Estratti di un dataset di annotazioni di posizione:
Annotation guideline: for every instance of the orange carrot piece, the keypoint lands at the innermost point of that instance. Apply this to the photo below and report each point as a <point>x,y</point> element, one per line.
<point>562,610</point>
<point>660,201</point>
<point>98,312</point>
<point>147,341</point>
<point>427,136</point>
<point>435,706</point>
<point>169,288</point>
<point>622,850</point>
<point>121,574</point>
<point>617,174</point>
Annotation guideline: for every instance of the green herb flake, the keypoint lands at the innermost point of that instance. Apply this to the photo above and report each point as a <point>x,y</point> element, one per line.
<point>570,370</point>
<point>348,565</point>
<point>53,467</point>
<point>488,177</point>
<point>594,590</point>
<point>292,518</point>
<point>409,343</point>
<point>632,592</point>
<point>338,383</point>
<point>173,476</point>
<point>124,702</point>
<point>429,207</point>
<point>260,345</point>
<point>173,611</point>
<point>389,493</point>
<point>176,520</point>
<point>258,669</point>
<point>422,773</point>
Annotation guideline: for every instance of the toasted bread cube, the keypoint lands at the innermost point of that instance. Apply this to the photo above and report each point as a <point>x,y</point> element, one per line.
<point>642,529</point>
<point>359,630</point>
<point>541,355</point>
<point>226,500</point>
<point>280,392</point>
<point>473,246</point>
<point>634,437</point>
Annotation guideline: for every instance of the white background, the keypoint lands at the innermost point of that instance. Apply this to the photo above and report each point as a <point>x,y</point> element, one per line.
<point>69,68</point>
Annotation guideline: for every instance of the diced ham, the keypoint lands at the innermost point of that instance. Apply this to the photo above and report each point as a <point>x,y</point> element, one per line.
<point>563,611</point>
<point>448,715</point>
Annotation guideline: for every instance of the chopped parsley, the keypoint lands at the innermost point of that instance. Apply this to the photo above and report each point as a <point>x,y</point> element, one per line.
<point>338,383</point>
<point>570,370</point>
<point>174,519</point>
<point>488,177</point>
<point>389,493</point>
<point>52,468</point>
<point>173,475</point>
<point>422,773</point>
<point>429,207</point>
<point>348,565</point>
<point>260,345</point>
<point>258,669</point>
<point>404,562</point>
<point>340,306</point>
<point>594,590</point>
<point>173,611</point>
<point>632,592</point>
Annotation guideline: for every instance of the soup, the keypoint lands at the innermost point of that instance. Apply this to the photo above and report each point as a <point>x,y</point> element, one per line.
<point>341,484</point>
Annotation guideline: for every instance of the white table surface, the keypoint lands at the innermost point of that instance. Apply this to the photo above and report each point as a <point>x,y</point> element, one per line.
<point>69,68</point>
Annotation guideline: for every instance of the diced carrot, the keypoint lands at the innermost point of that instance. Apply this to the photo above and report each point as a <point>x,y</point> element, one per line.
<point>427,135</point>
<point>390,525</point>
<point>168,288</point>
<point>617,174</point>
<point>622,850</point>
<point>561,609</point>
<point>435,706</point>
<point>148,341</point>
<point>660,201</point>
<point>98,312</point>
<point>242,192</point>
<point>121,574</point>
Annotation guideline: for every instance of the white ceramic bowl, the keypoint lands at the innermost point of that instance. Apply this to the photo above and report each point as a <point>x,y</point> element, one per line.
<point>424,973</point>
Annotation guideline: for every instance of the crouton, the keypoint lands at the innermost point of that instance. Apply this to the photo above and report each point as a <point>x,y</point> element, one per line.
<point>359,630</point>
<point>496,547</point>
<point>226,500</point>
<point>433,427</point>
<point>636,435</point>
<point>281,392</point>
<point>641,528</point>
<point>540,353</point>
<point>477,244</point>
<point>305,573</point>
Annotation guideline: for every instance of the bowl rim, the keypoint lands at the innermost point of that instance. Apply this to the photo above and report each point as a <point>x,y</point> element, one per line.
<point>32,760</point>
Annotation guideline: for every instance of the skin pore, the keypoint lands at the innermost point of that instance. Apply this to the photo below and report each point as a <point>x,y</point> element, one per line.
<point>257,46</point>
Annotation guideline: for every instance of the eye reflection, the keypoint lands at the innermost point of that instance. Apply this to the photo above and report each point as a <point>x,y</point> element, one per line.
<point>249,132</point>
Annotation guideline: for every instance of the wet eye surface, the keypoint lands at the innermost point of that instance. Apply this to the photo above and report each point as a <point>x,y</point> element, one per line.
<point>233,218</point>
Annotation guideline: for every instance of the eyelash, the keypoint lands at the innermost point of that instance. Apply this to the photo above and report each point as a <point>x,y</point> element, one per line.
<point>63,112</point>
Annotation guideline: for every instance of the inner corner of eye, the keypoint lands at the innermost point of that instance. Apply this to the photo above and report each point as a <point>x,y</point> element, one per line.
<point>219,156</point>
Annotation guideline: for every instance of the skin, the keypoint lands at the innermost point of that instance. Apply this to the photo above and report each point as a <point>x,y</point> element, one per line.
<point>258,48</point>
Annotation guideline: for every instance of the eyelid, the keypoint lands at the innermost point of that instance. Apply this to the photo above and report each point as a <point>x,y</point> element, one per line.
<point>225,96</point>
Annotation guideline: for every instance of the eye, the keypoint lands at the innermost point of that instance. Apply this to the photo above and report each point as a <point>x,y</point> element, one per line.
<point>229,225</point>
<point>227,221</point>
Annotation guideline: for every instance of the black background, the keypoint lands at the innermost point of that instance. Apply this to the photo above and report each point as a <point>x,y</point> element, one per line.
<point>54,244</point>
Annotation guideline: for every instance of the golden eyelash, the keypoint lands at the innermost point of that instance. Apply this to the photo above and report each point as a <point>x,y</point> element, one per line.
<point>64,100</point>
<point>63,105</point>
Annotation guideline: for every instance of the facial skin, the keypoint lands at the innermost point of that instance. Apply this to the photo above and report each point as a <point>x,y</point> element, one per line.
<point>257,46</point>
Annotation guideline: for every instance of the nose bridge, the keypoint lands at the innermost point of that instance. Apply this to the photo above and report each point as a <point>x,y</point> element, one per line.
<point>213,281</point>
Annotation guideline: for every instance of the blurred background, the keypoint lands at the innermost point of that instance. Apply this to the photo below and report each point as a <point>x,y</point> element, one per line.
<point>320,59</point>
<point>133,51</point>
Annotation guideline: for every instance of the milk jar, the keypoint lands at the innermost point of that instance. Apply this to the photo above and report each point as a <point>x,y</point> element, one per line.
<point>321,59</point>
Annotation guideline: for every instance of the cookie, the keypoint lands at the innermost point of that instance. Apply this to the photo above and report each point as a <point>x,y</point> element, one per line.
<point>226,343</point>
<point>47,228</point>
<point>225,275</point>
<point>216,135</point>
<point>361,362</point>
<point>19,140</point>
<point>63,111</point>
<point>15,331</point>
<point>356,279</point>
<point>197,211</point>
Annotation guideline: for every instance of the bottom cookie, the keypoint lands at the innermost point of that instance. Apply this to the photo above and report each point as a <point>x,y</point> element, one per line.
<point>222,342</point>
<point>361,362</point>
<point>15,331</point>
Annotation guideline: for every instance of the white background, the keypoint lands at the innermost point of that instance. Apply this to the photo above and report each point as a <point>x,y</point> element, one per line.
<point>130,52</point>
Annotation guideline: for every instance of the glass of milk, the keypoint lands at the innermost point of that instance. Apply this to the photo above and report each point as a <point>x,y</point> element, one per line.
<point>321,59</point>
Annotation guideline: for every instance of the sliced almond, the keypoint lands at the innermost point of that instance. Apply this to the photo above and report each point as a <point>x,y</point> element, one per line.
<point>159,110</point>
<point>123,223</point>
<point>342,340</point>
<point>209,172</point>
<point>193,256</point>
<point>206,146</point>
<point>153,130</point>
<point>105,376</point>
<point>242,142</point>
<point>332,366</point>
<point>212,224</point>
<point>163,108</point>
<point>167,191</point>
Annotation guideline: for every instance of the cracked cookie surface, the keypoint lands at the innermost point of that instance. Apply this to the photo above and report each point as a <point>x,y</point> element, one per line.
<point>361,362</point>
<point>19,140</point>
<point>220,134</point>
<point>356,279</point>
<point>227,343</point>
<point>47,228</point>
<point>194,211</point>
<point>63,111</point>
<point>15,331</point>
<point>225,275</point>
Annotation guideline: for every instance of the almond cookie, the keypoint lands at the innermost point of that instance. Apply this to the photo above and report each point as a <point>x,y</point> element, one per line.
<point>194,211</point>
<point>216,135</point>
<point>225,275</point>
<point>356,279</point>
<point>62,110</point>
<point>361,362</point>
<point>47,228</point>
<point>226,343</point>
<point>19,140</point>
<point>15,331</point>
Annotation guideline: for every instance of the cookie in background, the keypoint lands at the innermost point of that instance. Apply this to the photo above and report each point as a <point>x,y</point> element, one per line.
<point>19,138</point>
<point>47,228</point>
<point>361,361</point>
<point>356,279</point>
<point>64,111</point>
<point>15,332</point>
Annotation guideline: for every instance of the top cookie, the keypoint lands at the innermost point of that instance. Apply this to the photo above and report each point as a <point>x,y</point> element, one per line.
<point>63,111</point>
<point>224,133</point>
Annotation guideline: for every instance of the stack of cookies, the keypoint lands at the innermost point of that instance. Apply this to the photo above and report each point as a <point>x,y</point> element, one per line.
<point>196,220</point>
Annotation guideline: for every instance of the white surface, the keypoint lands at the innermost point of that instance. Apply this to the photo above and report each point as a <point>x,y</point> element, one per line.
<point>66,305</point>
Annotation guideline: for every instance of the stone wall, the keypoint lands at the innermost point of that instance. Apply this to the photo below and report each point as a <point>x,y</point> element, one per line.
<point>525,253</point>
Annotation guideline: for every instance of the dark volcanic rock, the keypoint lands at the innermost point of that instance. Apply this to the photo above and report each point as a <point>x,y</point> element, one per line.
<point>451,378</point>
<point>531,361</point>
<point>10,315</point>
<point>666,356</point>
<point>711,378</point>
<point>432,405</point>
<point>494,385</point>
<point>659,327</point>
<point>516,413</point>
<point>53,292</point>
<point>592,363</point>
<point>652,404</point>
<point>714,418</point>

■ Consegna:
Ricopia per favore le righe dei record qui sopra: parti da quella che contiene "Annotation guideline: for every instance of the skin pore, the" e fermati dopo quella che contiene "<point>54,244</point>".

■ Soluzione esercizio:
Annotation guideline: for every instance of the skin pore, the keypoint lands at the innermost point of that instance. Apply this to the photo below and report each point as a <point>x,y</point> element, one per line.
<point>257,46</point>
Annotation guideline: for every instance of the eye reflection, the keypoint lands at the innermost point of that instance. Apply this to the photo above and report each point as a <point>x,y</point> element, one per line.
<point>249,132</point>
Annotation guideline: for every instance of the wet eye surface, the keypoint lands at the innermost point of that instance. Apply this to the photo above and report each point as a <point>x,y</point> element, one per line.
<point>233,218</point>
Annotation guideline: for every instance of the eyelash, the keypoint lands at the innermost point of that instance. Apply this to the photo above and report each point as a <point>x,y</point> element, one per line.
<point>63,112</point>
Annotation guideline: for every instance of the inner corner of eye, the keypoint lands at the innermost point of that instance. Apply this to the photo above and report each point as a <point>x,y</point> element, one per line.
<point>219,156</point>
Annotation guideline: for every instance of the skin, the keypoint lands at the innermost point of that instance. Apply this to the photo above and report each point as a <point>x,y</point> element, one per line.
<point>258,48</point>
Annotation guideline: for every instance of the eyelid, the keypoint lands at the innermost point of that instance. Apply this to the photo above and report each point as a <point>x,y</point> element, one per line.
<point>225,96</point>
Annotation guideline: for every instance of the eye, the keypoint lands at the innermost point of that instance. Apply this to the photo above and report each point as a <point>x,y</point> element, one per line.
<point>229,225</point>
<point>227,221</point>
Annotation guideline: for every instance of the black background, the keypoint lands at the innermost point of that instance. Apply this to the photo above and report each point as a <point>x,y</point> element, one per line.
<point>54,244</point>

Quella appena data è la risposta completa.